TASK:
From the line containing "Target: balcony railing" through the last line of the entries, set down every line exactly and add nothing.

EXTRACTED RECORDS:

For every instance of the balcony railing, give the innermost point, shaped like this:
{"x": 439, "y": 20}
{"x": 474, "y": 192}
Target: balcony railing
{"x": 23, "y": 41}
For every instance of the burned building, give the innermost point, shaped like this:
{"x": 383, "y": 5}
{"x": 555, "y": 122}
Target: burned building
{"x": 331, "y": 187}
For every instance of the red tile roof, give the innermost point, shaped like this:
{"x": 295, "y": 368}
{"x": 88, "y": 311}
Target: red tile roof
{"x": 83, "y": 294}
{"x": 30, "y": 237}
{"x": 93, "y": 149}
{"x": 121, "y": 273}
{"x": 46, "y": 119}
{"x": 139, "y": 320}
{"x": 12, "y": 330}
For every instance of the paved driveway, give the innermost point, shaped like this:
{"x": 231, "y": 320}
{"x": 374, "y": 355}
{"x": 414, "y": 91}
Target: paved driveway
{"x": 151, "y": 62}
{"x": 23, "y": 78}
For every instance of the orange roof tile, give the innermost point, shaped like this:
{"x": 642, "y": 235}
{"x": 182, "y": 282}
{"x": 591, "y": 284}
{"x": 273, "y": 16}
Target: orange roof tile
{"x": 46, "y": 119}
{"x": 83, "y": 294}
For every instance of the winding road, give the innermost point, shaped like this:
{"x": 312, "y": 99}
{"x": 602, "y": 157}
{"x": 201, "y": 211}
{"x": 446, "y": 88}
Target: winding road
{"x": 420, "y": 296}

YOUR SOLUTION:
Target: balcony railing
{"x": 23, "y": 41}
For every instance of the burned building, give the innermost point, shaped like this:
{"x": 383, "y": 5}
{"x": 555, "y": 122}
Target: burned building
{"x": 331, "y": 187}
For every instance of the red tile roof, give the innermost point, shaped like this:
{"x": 295, "y": 368}
{"x": 88, "y": 311}
Target: red tile roof
{"x": 83, "y": 294}
{"x": 30, "y": 237}
{"x": 93, "y": 149}
{"x": 121, "y": 273}
{"x": 46, "y": 119}
{"x": 139, "y": 320}
{"x": 12, "y": 330}
For every instance of the paved driveway, give the innermost point, shaped like this:
{"x": 231, "y": 320}
{"x": 374, "y": 355}
{"x": 414, "y": 91}
Target: paved driveway
{"x": 151, "y": 62}
{"x": 23, "y": 78}
For every instance of the orange roof tile, give the innermost point, shaped like this:
{"x": 642, "y": 235}
{"x": 182, "y": 282}
{"x": 591, "y": 284}
{"x": 273, "y": 16}
Target: orange roof tile
{"x": 46, "y": 119}
{"x": 83, "y": 294}
For every instance of the winding road, give the innermost point, shaped like this:
{"x": 312, "y": 99}
{"x": 602, "y": 157}
{"x": 201, "y": 211}
{"x": 446, "y": 88}
Target: winding road
{"x": 420, "y": 296}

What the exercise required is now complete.